- _Consignes_:
A - D'après le texte sur la réforme de l'apprentissage, quelle nouvelle agence nationale conduira désormais l'apprentissage ?
B - Recopiez fidèlement un passage du texte sur la réforme de l'apprentissage : commencez aux mots « L’assemblée a adopté » et arrêtez-vous après « sommes pas invités. ».

- _Texte proposé_:
La loi « transforme les grandes écoles et des universités en prestataires de services »
La loi « transforme les grandes écoles et des universités en prestataires de services »
Propos recueillis par Eric Nunès
Dans un entretien au « Monde », Jacques Fayolle, vice-président de la Conférence des directeurs des écoles françaises d’ingénieurs, critique la loi sur « la liberté de choisir son avenir professionnel ».
La ministre du travail, Muriel Pénicaud, lors de la définitive puis vote du projet de loi pour la liberté de choisir son avenir professionnel à l’Assemblee nationale, le 1er août. / JULIEN MUGUET POUR LE MONDE
Mercredi 1er août, l’Assemblée nationale a adopté le projet de loi pour la « liberté de choisir son avenir professionnel ». Le texte intègre notamment une importante réforme de l’apprentissage, qui sera désormais conduite par une nouvelle agence nationale, France compétences. Celle-ci sera dirigée à la fois par l’Etat, les partenaires sociaux et les régions. Dans un entretien au Monde, Jacques Fayolle, vice-président de la Conférence des directeurs des écoles françaises d’ingénieurs (Cdefi) et directeur de Télécom Saint-Etienne, réclame que des représentants des établissements d’enseignement supérieur puissent également siéger au conseil d’administration de France compétences et obtenir un rôle actif dans les prises de décisions.
L’assemblée a adopté le projet de loi avenir professionnel qui modifie les règles concernant l’apprentissage. Quels sont les principaux changements pour les grandes écoles ?
Jacques Fayolle : La loi change le circuit de construction des contrats d’apprentissage. Jusqu’à présent, quand une entreprise avait besoin de compétences, elle prenait contact avec un jeune, avec les écoles. Les formations en alternance étaient co-construites, elles intégraient ce qui se fait en entreprise et l’apport pédagogique des écoles. Nous étions dans un schéma de discussion avec les entreprises, ce n’est plus le cas. La loi prévoit que la nouvelle agence nationale chargée de l’apprentissage, France compétences, soit dirigée par l’Etat, les syndicats, les branches professionnelles. Nous ne sommes pas invités.

[Entrées issues d'une source de données]
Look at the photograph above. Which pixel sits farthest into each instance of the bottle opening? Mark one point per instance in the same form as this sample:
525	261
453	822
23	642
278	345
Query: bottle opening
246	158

- _Corrigé_:
A - France compétences.

B -
L’assemblée a adopté le projet de loi avenir professionnel qui modifie les règles concernant l’apprentissage. Quels sont les principaux changements pour les grandes écoles ?
Jacques Fayolle : La loi change le circuit de construction des contrats d’apprentissage. Jusqu’à présent, quand une entreprise avait besoin de compétences, elle prenait contact avec un jeune, avec les écoles. Les formations en alternance étaient co-construites, elles intégraient ce qui se fait en entreprise et l’apport pédagogique des écoles. Nous étions dans un schéma de discussion avec les entreprises, ce n’est plus le cas. La loi prévoit que la nouvelle agence nationale chargée de l’apprentissage, France compétences, soit dirigée par l’Etat, les syndicats, les branches professionnelles. Nous ne sommes pas invités.